Annotated coordinate records
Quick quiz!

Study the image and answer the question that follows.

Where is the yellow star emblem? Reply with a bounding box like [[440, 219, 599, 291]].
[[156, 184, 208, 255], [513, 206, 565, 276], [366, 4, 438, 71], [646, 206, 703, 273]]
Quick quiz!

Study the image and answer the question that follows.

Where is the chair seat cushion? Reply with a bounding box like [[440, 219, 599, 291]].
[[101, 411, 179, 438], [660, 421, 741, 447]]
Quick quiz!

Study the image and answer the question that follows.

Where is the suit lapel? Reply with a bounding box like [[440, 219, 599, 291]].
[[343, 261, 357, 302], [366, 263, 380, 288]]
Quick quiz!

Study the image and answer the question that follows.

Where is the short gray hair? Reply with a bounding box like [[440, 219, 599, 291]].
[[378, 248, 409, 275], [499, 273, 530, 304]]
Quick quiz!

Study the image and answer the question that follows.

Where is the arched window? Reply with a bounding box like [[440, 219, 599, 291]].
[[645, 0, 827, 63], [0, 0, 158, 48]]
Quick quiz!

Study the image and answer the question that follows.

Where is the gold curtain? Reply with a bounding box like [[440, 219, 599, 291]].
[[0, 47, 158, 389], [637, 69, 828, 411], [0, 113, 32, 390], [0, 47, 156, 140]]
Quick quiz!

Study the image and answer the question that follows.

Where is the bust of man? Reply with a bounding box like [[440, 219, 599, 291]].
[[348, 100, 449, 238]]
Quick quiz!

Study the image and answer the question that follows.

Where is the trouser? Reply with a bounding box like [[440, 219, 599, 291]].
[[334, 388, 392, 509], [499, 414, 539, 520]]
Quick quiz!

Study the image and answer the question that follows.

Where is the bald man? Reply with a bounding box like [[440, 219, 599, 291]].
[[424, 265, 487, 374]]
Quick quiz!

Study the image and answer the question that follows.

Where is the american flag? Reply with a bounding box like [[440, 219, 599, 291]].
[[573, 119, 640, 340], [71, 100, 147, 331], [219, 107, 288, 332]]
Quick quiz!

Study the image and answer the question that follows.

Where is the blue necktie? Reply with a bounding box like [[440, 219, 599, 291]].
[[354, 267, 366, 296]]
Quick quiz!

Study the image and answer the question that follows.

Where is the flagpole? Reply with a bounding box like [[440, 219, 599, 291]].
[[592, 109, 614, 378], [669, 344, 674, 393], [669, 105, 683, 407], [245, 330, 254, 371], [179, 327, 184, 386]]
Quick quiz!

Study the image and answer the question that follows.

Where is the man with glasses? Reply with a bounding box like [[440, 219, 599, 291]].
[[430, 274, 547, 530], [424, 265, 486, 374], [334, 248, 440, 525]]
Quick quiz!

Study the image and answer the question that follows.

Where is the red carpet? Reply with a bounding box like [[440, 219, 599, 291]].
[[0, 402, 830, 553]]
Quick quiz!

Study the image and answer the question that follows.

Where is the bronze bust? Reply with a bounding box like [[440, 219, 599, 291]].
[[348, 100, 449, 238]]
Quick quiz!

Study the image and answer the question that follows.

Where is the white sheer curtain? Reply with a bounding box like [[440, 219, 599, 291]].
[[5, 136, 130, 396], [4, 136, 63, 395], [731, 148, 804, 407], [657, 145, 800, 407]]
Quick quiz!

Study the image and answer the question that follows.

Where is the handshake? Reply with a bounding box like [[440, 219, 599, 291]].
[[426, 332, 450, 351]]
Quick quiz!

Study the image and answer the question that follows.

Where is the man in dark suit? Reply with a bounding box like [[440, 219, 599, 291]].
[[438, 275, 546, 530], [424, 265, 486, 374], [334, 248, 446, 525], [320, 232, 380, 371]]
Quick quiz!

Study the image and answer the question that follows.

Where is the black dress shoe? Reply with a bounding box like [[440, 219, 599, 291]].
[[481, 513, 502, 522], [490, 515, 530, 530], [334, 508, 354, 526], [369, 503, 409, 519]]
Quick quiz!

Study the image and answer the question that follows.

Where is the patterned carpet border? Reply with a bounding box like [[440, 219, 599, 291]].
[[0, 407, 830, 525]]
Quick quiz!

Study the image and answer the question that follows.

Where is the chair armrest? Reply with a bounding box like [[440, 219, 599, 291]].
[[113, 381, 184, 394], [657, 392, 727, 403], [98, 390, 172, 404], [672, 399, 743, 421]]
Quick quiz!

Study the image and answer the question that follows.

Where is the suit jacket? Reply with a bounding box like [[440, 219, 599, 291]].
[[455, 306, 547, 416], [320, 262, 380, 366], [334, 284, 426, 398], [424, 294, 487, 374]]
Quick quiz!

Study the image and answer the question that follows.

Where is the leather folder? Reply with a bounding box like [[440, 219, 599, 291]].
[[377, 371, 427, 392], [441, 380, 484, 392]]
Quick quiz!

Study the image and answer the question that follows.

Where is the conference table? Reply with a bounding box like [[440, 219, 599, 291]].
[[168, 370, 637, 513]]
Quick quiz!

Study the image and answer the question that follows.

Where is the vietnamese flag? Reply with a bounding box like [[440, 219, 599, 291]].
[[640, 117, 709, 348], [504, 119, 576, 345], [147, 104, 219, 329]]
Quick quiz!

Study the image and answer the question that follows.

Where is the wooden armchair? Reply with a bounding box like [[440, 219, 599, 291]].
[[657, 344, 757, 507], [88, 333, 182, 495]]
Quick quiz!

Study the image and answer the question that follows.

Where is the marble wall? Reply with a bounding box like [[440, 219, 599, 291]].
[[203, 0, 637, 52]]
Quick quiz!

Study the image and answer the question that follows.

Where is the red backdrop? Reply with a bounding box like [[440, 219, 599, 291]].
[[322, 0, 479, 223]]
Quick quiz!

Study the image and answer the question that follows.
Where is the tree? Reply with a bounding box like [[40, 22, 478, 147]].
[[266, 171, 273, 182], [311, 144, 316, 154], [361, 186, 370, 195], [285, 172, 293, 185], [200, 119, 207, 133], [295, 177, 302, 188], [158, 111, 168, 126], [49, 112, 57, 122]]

The problem
Convert the listing above into a Markdown table with the columns "Row" and "Line." Number the rows from 1, and skip blank lines.

Complete response
| Row | Line |
|---|---|
| 1 | Quick quiz! |
| 2 | Study the image and answer the question that follows. |
| 3 | Where is the yellow star emblem? Reply with a bounding box like [[440, 219, 599, 291]]. |
| 4 | [[156, 184, 208, 255], [513, 206, 565, 276], [366, 4, 438, 71], [646, 206, 703, 273]] |
| 5 | Quick quiz! |
| 6 | Study the image and answer the question that follows. |
| 7 | Where is the chair seat cushion? Reply with a bounding box like [[440, 219, 599, 291]]. |
| 8 | [[101, 411, 179, 438], [660, 421, 741, 447]] |
| 9 | Quick quiz! |
| 10 | Study the image and answer the question that follows. |
| 11 | Where is the suit lapel? Reply with a bounding box like [[440, 219, 599, 291]]. |
| 12 | [[343, 261, 357, 302], [366, 263, 380, 288]] |
| 13 | Quick quiz! |
| 14 | Study the image and answer the question that follows. |
| 15 | Where is the short gray hair? Reply with a bounding box like [[440, 219, 599, 291]]. |
| 16 | [[378, 248, 409, 275], [499, 273, 530, 304]] |
| 17 | Quick quiz! |
| 18 | Study the image and answer the question that follows. |
| 19 | Where is the arched window? Reply with a bounding box like [[440, 219, 599, 291]]. |
| 20 | [[645, 0, 827, 63], [0, 0, 158, 48]] |
| 21 | Quick quiz! |
| 22 | Study the image and answer the question that follows. |
| 23 | Where is the gold curtain? Reply with a bounding box like [[440, 219, 599, 291]]. |
| 24 | [[0, 47, 158, 389], [637, 69, 828, 411], [0, 113, 32, 390], [0, 47, 156, 140]] |
| 25 | Quick quiz! |
| 26 | Study the image and answer the question that follows. |
| 27 | Where is the bust of man? Reply with a bounding box like [[440, 219, 599, 291]]. |
| 28 | [[348, 100, 449, 238]] |
| 29 | Quick quiz! |
| 30 | Study the image and answer the question that follows. |
| 31 | Where is the trouser? Reply with a bounding box like [[440, 219, 599, 291]]. |
| 32 | [[334, 388, 392, 509], [499, 414, 539, 520]] |
| 33 | Quick quiz! |
| 34 | Study the image and answer the question that follows. |
| 35 | Where is the bald man? Reply with a bounding box like [[440, 219, 599, 291]]. |
| 36 | [[424, 265, 487, 374]] |
| 37 | Quick quiz! |
| 38 | Study the image and answer the question that follows. |
| 39 | Where is the american flag? Reply with a bounding box like [[440, 219, 599, 291]]. |
| 40 | [[573, 119, 640, 340], [71, 100, 147, 331], [219, 107, 288, 332]] |
| 41 | Quick quiz! |
| 42 | Study the image and answer the question that follows. |
| 43 | Where is the blue necktie? Reply with a bounding box like [[440, 219, 599, 291]]. |
| 44 | [[354, 267, 366, 296]] |
| 45 | Quick quiz! |
| 46 | Study the image and answer the question that follows. |
| 47 | Where is the flagpole? Reply with a bounding box like [[440, 219, 599, 291]]. |
| 48 | [[592, 109, 614, 378], [669, 344, 674, 393], [669, 105, 683, 407], [245, 330, 254, 371], [179, 327, 184, 386]] |
| 49 | Quick quiz! |
| 50 | Study the image and answer the question that follows. |
| 51 | Where is the man with glasses? Reply with a bounding box like [[440, 219, 599, 291]]. |
| 52 | [[430, 274, 547, 530], [424, 265, 486, 374], [334, 248, 440, 525]] |
| 53 | Quick quiz! |
| 54 | Study the image and answer the question that follows. |
| 55 | Where is the red carpet? Reply with a bounding box like [[440, 219, 599, 291]]. |
| 56 | [[0, 402, 830, 553]] |
| 57 | Quick quiz! |
| 58 | Study the image and answer the question that follows. |
| 59 | Where is the bronze bust? Reply with a bounding box like [[440, 219, 599, 291]]. |
| 60 | [[348, 100, 449, 238]] |
| 61 | Quick quiz! |
| 62 | Study the image and answer the question that follows. |
| 63 | Where is the white sheer curtain? Reply with a bounding box like [[440, 219, 599, 291]]. |
| 64 | [[5, 136, 130, 396], [4, 136, 63, 395], [731, 148, 804, 407], [657, 145, 800, 407]] |
| 65 | Quick quiz! |
| 66 | Study the image and answer the question that follows. |
| 67 | Where is the handshake? Reply with a bounding box like [[440, 219, 599, 291]]. |
| 68 | [[426, 332, 450, 351]] |
| 69 | Quick quiz! |
| 70 | Study the image and answer the question that follows. |
| 71 | Where is the man in dark suit? Reply with a bounding box like [[440, 219, 599, 291]]. |
| 72 | [[438, 275, 546, 530], [424, 265, 486, 374], [334, 248, 446, 525], [320, 232, 380, 371]] |
| 73 | Quick quiz! |
| 74 | Study the image and answer the question that follows. |
| 75 | Where is the black dress shoe? Reply with a bounding box like [[440, 219, 599, 291]]. |
| 76 | [[481, 513, 502, 522], [490, 515, 530, 530], [334, 508, 354, 526], [369, 503, 409, 519]] |
| 77 | Quick quiz! |
| 78 | Study the image and answer the question that follows. |
| 79 | Where is the patterned carpet border? Reply with a bounding box like [[440, 219, 599, 291]]. |
| 80 | [[0, 407, 830, 525]] |
| 81 | Quick quiz! |
| 82 | Study the image and answer the question that follows. |
| 83 | Where is the chair armrest? Reply with a bounding box like [[440, 219, 599, 291]]. |
| 84 | [[113, 381, 184, 394], [657, 392, 727, 403], [98, 390, 172, 404], [672, 399, 743, 421]] |
| 85 | Quick quiz! |
| 86 | Study the image and answer the question that follows. |
| 87 | Where is the suit jacket? Reply with a bounding box like [[440, 219, 599, 291]]. |
| 88 | [[455, 306, 547, 416], [320, 262, 380, 366], [334, 284, 426, 398], [424, 294, 487, 374]] |
| 89 | Quick quiz! |
| 90 | Study the image and answer the question that follows. |
| 91 | Where is the leather folder? Reply with a bounding box like [[440, 219, 599, 291]]. |
| 92 | [[377, 371, 427, 392], [441, 380, 484, 392]] |
| 93 | Quick quiz! |
| 94 | Study the image and answer the question that follows. |
| 95 | Where is the conference table? Reply with a bounding box like [[440, 219, 599, 291]]. |
| 96 | [[168, 370, 637, 513]] |
| 97 | Quick quiz! |
| 98 | Study the image and answer the question that follows. |
| 99 | Where is the vietnamese flag? Reply with a bounding box like [[440, 219, 599, 291]]. |
| 100 | [[640, 117, 709, 348], [504, 119, 576, 345], [147, 104, 219, 329]] |
| 101 | Quick quiz! |
| 102 | Study the image and answer the question that follows. |
| 103 | Where is the wooden armchair? Reply with a bounding box like [[440, 219, 599, 291]]. |
| 104 | [[657, 344, 757, 507], [88, 333, 182, 495]] |
| 105 | Quick quiz! |
| 106 | Study the image and answer the question that follows. |
| 107 | Where is the marble wall? Reply with a bounding box like [[440, 219, 599, 291]]. |
| 108 | [[203, 0, 637, 52]] |
| 109 | Quick quiz! |
| 110 | Study the image and answer the question that follows. |
| 111 | Where is the red backdrop? Reply with a bounding box like [[440, 219, 599, 291]]. |
| 112 | [[322, 0, 479, 223]] |
| 113 | Quick quiz! |
| 114 | Study the image and answer the question that follows. |
| 115 | Where is the tree? Reply with a bounding box like [[40, 22, 478, 147]]. |
| 116 | [[266, 171, 273, 182], [311, 144, 316, 154], [361, 186, 370, 195], [285, 172, 293, 185], [200, 119, 207, 133], [295, 177, 302, 188], [158, 111, 168, 126], [49, 112, 57, 122]] |